--- Start of Data shown ---

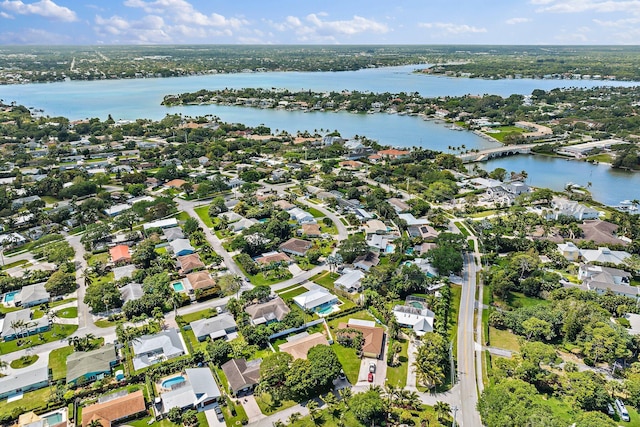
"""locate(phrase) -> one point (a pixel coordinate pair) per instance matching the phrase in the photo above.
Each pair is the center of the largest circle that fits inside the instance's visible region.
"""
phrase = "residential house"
(310, 230)
(570, 251)
(200, 280)
(222, 325)
(301, 216)
(350, 281)
(295, 246)
(23, 380)
(114, 410)
(188, 263)
(21, 324)
(161, 223)
(373, 345)
(91, 365)
(316, 299)
(365, 262)
(123, 271)
(274, 257)
(398, 205)
(131, 291)
(175, 183)
(151, 349)
(299, 345)
(116, 210)
(173, 233)
(198, 390)
(120, 254)
(32, 295)
(561, 206)
(181, 247)
(268, 312)
(242, 376)
(420, 320)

--- End of Data shown ---

:: Direction ::
Shift every pixel coordinate pair in the answers to all of the records by 58 on each number, and give all the lines again, requests included, without the pictures.

:: Answer to the task ::
"""locate(phrase) -> one point (a pixel coordinate pair) per instance matching the phrase in the photo above.
Each pair is the center of the largest circle that fits inside the instance's visible region.
"""
phrase = "residential house"
(368, 288)
(628, 309)
(258, 338)
(280, 383)
(359, 274)
(408, 339)
(353, 304)
(81, 438)
(172, 468)
(246, 321)
(79, 382)
(219, 281)
(431, 403)
(149, 423)
(374, 357)
(423, 320)
(181, 329)
(332, 315)
(456, 263)
(189, 349)
(233, 241)
(209, 407)
(357, 403)
(174, 268)
(231, 291)
(256, 448)
(178, 312)
(90, 353)
(619, 264)
(239, 305)
(326, 370)
(300, 434)
(478, 378)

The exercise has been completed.